[PROVIDED RECORDS start]

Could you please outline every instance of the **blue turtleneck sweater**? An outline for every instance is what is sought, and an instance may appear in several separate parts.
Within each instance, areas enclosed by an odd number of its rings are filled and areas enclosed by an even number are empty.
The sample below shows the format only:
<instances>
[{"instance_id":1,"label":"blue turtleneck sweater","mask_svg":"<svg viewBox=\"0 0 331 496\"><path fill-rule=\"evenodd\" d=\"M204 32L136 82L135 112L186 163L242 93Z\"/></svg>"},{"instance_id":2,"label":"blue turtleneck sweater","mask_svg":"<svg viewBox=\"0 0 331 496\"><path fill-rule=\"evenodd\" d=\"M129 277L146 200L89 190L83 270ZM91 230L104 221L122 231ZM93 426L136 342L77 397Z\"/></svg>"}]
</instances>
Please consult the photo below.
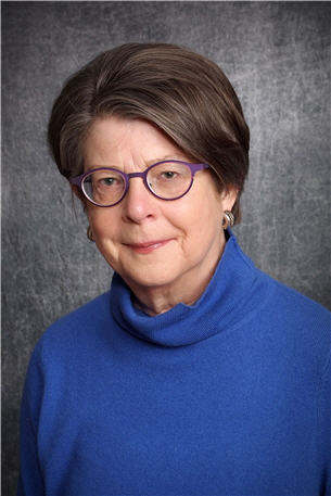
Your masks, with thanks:
<instances>
[{"instance_id":1,"label":"blue turtleneck sweater","mask_svg":"<svg viewBox=\"0 0 331 496\"><path fill-rule=\"evenodd\" d=\"M201 298L149 317L115 275L33 354L20 496L330 494L330 314L233 236Z\"/></svg>"}]
</instances>

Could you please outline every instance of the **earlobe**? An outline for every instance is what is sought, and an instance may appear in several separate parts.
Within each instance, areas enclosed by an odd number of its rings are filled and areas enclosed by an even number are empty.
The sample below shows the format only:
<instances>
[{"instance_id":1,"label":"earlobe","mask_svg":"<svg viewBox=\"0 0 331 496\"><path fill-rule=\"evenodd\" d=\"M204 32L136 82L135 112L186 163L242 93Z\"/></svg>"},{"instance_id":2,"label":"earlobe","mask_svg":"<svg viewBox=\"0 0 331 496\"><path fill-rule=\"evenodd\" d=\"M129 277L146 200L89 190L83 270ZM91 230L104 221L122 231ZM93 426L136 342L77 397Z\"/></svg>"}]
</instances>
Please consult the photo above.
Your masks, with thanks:
<instances>
[{"instance_id":1,"label":"earlobe","mask_svg":"<svg viewBox=\"0 0 331 496\"><path fill-rule=\"evenodd\" d=\"M226 190L221 193L221 206L222 211L231 212L235 200L238 198L238 188L234 186L228 186Z\"/></svg>"}]
</instances>

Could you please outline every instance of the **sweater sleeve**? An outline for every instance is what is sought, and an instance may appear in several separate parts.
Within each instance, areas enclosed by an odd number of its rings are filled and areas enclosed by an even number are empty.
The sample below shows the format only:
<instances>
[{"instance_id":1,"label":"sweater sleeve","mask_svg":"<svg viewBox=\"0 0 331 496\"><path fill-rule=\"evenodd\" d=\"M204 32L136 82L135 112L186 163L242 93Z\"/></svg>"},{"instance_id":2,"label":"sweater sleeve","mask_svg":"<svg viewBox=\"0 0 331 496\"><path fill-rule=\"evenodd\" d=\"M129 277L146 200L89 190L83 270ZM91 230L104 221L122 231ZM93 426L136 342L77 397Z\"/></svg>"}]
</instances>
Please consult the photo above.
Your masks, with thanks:
<instances>
[{"instance_id":1,"label":"sweater sleeve","mask_svg":"<svg viewBox=\"0 0 331 496\"><path fill-rule=\"evenodd\" d=\"M319 427L320 427L320 445L322 447L322 467L323 467L323 481L320 494L323 496L331 496L331 370L330 357L328 365L324 369L320 394L319 394Z\"/></svg>"},{"instance_id":2,"label":"sweater sleeve","mask_svg":"<svg viewBox=\"0 0 331 496\"><path fill-rule=\"evenodd\" d=\"M38 457L38 421L43 391L42 376L41 343L39 342L29 363L21 405L17 496L44 496Z\"/></svg>"}]
</instances>

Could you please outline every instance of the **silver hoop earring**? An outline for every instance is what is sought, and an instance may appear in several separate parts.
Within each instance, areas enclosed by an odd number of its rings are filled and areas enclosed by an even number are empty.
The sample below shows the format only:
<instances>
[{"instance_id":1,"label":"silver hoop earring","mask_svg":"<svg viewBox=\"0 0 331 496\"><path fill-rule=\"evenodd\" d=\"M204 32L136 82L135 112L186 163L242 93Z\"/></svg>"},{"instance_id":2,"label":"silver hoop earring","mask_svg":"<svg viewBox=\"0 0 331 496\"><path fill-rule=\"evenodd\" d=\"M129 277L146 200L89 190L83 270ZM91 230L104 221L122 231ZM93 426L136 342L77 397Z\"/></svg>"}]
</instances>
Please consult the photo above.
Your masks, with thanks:
<instances>
[{"instance_id":1,"label":"silver hoop earring","mask_svg":"<svg viewBox=\"0 0 331 496\"><path fill-rule=\"evenodd\" d=\"M88 237L88 239L89 239L90 241L94 241L93 232L92 232L91 226L88 226L87 231L86 231L86 236Z\"/></svg>"},{"instance_id":2,"label":"silver hoop earring","mask_svg":"<svg viewBox=\"0 0 331 496\"><path fill-rule=\"evenodd\" d=\"M222 217L222 222L221 227L224 229L228 229L228 227L232 227L234 225L234 215L230 211L224 211L224 217Z\"/></svg>"}]
</instances>

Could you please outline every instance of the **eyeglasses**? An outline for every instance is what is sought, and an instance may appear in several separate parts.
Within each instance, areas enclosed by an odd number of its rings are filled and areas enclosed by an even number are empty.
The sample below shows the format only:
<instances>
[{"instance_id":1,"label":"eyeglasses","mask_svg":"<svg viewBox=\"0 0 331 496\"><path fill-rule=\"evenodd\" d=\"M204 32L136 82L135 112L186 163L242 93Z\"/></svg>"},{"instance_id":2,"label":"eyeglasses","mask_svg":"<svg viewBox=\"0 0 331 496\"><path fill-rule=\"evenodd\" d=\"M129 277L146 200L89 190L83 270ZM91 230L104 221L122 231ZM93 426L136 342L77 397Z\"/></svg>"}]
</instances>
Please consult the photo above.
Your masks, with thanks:
<instances>
[{"instance_id":1,"label":"eyeglasses","mask_svg":"<svg viewBox=\"0 0 331 496\"><path fill-rule=\"evenodd\" d=\"M143 173L125 174L113 167L99 167L69 178L89 202L98 206L115 206L129 190L129 180L141 177L145 188L161 200L178 200L191 189L198 170L207 164L190 164L181 161L162 161Z\"/></svg>"}]
</instances>

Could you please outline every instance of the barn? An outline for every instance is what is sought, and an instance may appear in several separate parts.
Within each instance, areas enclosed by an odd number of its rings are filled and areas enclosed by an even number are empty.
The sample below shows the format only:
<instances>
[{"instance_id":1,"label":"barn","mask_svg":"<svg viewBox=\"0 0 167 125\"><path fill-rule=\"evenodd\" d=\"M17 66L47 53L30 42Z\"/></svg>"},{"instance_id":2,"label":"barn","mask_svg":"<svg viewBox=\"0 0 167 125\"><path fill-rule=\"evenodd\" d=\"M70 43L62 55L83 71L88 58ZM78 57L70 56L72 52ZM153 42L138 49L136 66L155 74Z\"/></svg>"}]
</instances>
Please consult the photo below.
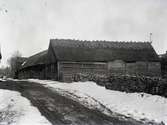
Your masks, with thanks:
<instances>
[{"instance_id":1,"label":"barn","mask_svg":"<svg viewBox=\"0 0 167 125\"><path fill-rule=\"evenodd\" d=\"M22 64L18 77L70 82L79 73L159 77L161 64L150 42L51 39L47 50Z\"/></svg>"}]
</instances>

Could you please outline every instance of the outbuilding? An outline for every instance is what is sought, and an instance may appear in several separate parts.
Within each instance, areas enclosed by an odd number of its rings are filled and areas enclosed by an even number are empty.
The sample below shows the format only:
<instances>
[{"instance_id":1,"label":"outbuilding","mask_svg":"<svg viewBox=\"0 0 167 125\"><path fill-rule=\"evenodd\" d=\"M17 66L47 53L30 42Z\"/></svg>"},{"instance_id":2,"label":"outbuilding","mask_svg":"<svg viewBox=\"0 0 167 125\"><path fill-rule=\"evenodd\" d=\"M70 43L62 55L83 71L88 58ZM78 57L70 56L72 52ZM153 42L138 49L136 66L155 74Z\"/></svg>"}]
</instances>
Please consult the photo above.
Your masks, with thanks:
<instances>
[{"instance_id":1,"label":"outbuilding","mask_svg":"<svg viewBox=\"0 0 167 125\"><path fill-rule=\"evenodd\" d=\"M72 81L79 73L158 77L161 65L150 42L51 39L22 64L19 78Z\"/></svg>"}]
</instances>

[PROVIDED RECORDS end]

* INSTRUCTIONS FOR THE TASK: Count the lines in the data above that contain the word "appear", and reply with the number alone.

* ANSWER TO THIS PROBLEM: 7